--- INPUT FOR THIS TASK ---

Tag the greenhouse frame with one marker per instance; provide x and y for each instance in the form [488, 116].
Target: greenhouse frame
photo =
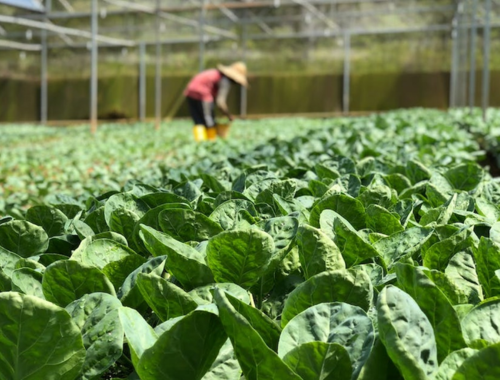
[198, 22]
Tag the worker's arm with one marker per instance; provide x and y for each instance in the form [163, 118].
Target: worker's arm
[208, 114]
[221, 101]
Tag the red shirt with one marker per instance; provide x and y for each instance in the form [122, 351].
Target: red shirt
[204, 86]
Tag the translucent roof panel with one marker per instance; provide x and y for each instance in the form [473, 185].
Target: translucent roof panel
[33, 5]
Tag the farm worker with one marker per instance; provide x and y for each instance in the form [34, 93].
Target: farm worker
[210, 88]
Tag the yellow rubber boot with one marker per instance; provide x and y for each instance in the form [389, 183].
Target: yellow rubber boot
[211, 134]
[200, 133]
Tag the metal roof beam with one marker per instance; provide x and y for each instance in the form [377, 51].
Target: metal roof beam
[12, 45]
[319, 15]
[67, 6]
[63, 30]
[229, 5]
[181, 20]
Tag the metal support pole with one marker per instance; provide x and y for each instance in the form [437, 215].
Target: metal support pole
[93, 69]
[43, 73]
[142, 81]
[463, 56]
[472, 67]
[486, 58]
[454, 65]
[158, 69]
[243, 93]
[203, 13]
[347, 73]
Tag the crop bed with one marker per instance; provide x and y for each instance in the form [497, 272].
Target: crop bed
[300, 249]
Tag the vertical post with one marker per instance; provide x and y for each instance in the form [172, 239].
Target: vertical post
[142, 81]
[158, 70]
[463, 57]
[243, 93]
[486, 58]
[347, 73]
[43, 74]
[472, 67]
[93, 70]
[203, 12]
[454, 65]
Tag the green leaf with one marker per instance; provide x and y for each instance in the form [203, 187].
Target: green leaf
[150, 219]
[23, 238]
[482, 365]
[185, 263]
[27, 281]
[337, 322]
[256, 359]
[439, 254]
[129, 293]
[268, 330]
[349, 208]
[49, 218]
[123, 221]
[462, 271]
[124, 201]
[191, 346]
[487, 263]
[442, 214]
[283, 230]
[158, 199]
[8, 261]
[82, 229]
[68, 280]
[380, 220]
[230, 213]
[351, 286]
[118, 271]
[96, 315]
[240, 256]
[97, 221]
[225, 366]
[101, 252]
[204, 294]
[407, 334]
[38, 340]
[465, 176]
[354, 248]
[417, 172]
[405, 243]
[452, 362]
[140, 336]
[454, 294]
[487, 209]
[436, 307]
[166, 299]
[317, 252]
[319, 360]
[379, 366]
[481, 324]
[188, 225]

---
--- INPUT FOR THIS TASK ---

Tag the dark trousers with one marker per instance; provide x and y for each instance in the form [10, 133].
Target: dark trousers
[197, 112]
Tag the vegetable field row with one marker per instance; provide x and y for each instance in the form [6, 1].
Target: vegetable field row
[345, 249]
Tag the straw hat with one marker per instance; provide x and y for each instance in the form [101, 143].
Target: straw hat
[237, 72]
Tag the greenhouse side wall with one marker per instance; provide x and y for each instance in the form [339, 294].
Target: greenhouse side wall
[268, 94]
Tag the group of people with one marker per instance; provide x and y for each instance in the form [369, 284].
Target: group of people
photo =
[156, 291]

---

→ WHAT YOU ARE ASKED TO DO
Which rows contain the string "beam"? Copy each of them.

→ THE ANSWER
Tag the metal roof beam with one marker per instance; provide x and y for each instance in the form [377, 51].
Target: metal roof beam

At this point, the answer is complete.